**EXERCISE INPUTS**

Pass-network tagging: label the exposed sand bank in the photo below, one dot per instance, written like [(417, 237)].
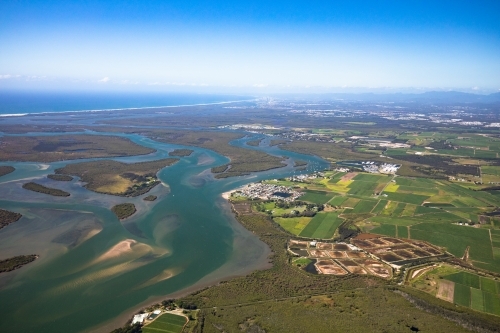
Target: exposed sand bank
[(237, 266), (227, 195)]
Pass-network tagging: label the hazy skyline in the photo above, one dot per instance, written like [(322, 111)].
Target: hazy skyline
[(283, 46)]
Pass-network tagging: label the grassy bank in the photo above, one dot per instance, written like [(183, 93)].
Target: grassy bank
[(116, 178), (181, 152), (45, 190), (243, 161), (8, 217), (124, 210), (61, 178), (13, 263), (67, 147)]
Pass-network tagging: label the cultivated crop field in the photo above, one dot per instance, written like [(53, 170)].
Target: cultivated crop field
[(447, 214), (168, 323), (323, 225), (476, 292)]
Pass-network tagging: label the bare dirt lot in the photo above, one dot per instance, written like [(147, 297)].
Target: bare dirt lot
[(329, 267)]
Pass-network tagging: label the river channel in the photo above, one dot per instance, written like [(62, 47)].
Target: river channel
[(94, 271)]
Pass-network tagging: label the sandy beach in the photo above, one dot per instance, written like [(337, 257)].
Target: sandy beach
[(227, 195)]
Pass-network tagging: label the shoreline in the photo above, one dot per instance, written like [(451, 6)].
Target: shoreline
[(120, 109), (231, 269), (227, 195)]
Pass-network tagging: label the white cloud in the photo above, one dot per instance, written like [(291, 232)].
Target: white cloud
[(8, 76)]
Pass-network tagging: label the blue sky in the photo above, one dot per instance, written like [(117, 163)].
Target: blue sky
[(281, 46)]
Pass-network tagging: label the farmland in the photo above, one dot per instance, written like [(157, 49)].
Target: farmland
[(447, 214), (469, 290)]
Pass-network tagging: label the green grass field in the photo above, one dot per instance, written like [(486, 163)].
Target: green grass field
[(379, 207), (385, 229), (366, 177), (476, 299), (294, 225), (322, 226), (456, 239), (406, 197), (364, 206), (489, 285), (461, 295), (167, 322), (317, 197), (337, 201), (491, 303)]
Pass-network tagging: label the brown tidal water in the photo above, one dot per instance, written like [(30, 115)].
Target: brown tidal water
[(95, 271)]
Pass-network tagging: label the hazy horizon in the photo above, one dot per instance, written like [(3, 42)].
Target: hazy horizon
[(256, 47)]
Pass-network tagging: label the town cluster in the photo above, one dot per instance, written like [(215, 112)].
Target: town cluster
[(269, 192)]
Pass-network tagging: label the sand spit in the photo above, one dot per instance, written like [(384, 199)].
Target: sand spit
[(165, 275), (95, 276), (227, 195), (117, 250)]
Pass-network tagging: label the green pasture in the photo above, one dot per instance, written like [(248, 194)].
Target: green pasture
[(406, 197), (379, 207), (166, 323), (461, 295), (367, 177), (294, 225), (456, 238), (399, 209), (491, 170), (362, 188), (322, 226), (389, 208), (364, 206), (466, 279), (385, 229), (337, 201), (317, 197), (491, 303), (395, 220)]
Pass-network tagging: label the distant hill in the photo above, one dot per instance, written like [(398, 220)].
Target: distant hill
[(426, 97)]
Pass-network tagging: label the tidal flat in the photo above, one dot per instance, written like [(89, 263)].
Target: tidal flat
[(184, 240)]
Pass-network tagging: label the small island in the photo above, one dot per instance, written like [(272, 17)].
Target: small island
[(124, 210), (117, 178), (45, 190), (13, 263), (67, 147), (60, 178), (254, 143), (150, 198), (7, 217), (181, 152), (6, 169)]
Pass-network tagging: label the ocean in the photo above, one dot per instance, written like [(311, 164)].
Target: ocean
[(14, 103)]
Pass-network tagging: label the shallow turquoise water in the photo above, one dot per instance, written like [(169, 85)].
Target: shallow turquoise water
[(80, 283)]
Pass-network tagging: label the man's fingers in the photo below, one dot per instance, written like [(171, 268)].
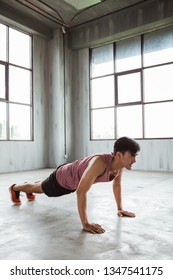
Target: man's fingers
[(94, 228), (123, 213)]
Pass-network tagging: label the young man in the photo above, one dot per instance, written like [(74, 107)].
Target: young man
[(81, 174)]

**GOAL**
Can you reproduce the entire listing above verbatim, with the pictures left out?

**THE RESULT**
Pass-network tagging: label the exposed sand bank in the photo below, one dot per instance, written like [(417, 237)].
Target: exposed sand bank
[(237, 266), (227, 195)]
Pass-network tagging: label the hazy skyline in the photo above, one dot per instance, written like [(322, 111)].
Target: hazy skyline
[(283, 46)]
Pass-network tagging: label the grassy bank in the photo above, one dot per instance, written like [(183, 93)].
Target: grassy bank
[(116, 178), (181, 152), (45, 190), (243, 161), (8, 217), (124, 210), (61, 178), (13, 263), (67, 147)]
Pass-network tagging: label the cultivated crop field in the photo above, one dot per instance, written like [(53, 170)].
Target: cultivated crop field
[(447, 214), (168, 323), (323, 225), (476, 292)]
Pass-network tagging: label the bare dirt lot in the photo above, one dot per instance, written like [(147, 297)].
Target: bare dirt lot
[(329, 267)]
Pass-network tagging: label the river channel in the photo above, one dot per instance, written like [(62, 47)].
Target: river channel
[(94, 271)]
Pass-network tagging: label the sandy beach in the photo above, one dot per instance, written like [(337, 257)].
Target: sandy beach
[(227, 195)]
Pass-network tagging: label the shoreline in the photo above, one dot per instance, written like [(451, 6)].
Target: shoreline
[(120, 109), (231, 269), (227, 195)]
Pass-network tagging: label the white cloud in the photo above, one dot per instance, written like [(291, 232)].
Target: white cloud
[(8, 76)]
Pass-network tagging: label the blue sky in the photo above, one dot per instance, written like [(117, 163)].
Target: blue sky
[(281, 46)]
Pass-network tagging: label the farmland in the photo above, one dot per instance, written like [(157, 49)].
Target: farmland
[(447, 214), (469, 290)]
Pass-network tagging: label the green grass field in the photo above, one dot per instance, written like [(486, 163)].
Target: green grass field
[(379, 207), (385, 229), (366, 177), (476, 299), (294, 225), (322, 226), (456, 239), (406, 197), (364, 206), (489, 285), (461, 295), (167, 322), (317, 197), (337, 201), (491, 303)]
Pass-network tagging: label the brown tidal water in the photo above, one dot per instance, written like [(30, 115)].
Target: brown tidal water
[(95, 271)]
Pass-network tagging: label the hazy horizon in the photo above, one dot per instance, written like [(3, 42)].
Target: hazy horizon
[(256, 47)]
Pass-network tagging: label the town cluster in the photo above, one dot per instance, written like [(215, 112)].
Target: town cluster
[(269, 192)]
Pass-network tagging: label the sand spit in the photo above, one dot per instance, written like [(384, 199)].
Target: sand spit
[(165, 275), (95, 276), (227, 195), (117, 250)]
Pass-network tagging: label the green pasture in the photo above, one dot per instance, written like [(248, 194)].
Target: green pasture
[(406, 197), (379, 207), (166, 323), (461, 295), (367, 177), (294, 225), (456, 238), (399, 209), (491, 170), (362, 188), (322, 226), (389, 208), (364, 206), (466, 279), (385, 229), (337, 201), (317, 197), (491, 303), (395, 220)]
Pass-network tagging: label the distant hill in the photo above, one dot per instance, written like [(398, 220)].
Target: distant hill
[(426, 97)]
Pass-network tagging: label the tidal flat in the photo above, one dot per instance, written like [(89, 263)].
Target: tidal flat
[(184, 240)]
Pass-network tagging: label the small island in the photo above, one dot per instance, written like [(272, 17)].
Target: small island
[(124, 210), (117, 178), (45, 190), (13, 263), (67, 147), (60, 178), (254, 143), (150, 198), (7, 217), (181, 152), (6, 169)]
Pass-network tagging: label the ocean in the photo above, one dot per instance, written like [(311, 164)].
Target: ocean
[(14, 103)]
Pass-network tagging: label the shallow turquoise water in the photo above, one dot per instance, written like [(169, 85)].
Target: shallow turquoise water
[(80, 283)]
Pass-network tagging: label the man's fingers in the photo below, one dot per instance, written like [(171, 268)].
Target: man's fingers
[(94, 228), (123, 213)]
Pass-network tagging: label the young man in the photo above, one dot per instance, written like [(74, 107)].
Target: young man
[(81, 174)]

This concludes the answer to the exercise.